====== Records provided ======

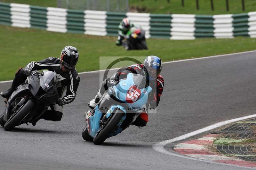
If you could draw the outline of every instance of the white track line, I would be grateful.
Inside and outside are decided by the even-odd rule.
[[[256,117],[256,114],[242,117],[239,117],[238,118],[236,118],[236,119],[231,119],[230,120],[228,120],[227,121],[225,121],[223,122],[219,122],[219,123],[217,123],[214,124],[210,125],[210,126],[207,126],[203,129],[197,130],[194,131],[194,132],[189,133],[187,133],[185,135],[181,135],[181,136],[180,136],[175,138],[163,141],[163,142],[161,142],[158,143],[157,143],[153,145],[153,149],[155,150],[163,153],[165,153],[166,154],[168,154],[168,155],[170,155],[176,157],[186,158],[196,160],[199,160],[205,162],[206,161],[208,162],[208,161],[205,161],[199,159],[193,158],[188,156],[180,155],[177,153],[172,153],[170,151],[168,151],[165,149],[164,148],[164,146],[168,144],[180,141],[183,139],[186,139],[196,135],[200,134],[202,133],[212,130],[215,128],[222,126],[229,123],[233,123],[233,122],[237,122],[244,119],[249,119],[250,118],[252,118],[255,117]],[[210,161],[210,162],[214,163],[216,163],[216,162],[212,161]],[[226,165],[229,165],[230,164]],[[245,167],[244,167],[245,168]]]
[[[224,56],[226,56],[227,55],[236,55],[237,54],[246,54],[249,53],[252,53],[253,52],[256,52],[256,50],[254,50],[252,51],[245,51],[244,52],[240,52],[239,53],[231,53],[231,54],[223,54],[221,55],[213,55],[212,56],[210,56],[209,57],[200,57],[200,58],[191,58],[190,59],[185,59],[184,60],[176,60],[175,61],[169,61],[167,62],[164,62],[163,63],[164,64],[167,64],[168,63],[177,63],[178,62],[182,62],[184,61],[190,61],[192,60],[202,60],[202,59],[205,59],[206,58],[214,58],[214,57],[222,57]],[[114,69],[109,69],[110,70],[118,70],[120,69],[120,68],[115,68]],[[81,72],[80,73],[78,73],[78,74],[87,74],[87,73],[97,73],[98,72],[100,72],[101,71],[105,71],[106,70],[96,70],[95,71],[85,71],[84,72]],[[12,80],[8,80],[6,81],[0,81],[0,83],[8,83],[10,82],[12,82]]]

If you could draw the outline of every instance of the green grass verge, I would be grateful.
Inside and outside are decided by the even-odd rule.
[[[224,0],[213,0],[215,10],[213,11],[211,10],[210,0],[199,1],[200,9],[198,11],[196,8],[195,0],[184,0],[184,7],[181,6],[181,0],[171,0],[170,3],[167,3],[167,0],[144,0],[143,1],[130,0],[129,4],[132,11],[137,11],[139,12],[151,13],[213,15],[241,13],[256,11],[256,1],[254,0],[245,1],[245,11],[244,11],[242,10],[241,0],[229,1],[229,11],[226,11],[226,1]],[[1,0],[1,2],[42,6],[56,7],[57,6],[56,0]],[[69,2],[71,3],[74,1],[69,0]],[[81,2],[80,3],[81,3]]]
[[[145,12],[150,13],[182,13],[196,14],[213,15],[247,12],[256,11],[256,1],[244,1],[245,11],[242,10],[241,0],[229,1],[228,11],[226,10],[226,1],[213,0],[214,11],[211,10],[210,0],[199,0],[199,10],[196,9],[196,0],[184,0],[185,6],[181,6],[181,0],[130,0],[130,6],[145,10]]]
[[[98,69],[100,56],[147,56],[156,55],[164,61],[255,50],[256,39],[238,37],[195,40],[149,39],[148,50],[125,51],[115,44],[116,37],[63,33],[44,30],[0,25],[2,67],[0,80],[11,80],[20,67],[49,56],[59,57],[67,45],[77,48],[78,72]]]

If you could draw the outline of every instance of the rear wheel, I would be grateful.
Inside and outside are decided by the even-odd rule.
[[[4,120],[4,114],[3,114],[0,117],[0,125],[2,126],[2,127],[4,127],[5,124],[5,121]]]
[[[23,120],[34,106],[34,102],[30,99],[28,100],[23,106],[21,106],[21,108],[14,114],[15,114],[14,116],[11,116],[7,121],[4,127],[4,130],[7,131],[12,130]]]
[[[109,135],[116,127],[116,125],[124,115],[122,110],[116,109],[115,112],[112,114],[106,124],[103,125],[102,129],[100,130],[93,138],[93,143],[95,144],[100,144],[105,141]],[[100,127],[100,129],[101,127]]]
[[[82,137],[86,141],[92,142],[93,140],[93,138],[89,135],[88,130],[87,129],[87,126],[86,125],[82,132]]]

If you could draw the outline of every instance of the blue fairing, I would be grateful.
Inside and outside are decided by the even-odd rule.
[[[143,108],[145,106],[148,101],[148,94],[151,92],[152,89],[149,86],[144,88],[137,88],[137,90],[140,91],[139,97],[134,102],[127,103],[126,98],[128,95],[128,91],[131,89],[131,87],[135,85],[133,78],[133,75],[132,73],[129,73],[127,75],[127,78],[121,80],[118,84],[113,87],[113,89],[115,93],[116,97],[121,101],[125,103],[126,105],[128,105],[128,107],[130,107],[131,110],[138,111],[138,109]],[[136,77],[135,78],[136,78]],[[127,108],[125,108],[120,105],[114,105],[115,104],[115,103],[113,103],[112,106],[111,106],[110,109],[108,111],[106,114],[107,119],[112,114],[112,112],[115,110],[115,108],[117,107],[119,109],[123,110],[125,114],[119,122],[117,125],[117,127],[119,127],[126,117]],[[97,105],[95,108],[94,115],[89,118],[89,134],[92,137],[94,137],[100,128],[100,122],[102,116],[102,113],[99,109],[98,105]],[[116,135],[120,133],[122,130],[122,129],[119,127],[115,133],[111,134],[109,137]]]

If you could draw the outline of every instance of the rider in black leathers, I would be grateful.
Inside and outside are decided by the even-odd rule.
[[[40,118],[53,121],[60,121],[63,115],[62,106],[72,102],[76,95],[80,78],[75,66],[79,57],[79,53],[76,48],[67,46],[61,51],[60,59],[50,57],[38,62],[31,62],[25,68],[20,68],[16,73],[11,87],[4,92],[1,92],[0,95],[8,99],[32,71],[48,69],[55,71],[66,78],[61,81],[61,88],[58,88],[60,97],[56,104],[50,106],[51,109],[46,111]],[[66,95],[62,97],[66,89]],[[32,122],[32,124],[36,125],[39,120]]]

======

[Aim] Starting with the line that contains "leathers, I would be grateful." and going on through the end of the entries, replace "rider" with "motorcyclist". Give those lines again with nothing else changed.

[Response to the task]
If you could draw the outline of every instance of the motorcyclist in black leathers, I would be grateful.
Inside and outside are decided by the even-odd rule.
[[[40,118],[53,121],[60,121],[63,115],[62,106],[72,102],[76,95],[80,78],[75,66],[79,57],[79,53],[76,48],[67,46],[61,51],[60,59],[50,57],[38,62],[31,62],[25,68],[20,68],[16,73],[11,87],[4,92],[1,92],[0,95],[8,99],[32,71],[48,69],[55,71],[66,78],[61,81],[61,88],[58,88],[60,97],[56,104],[50,106],[51,109],[46,111]],[[66,95],[62,97],[66,89]],[[32,122],[32,124],[36,125],[39,120]]]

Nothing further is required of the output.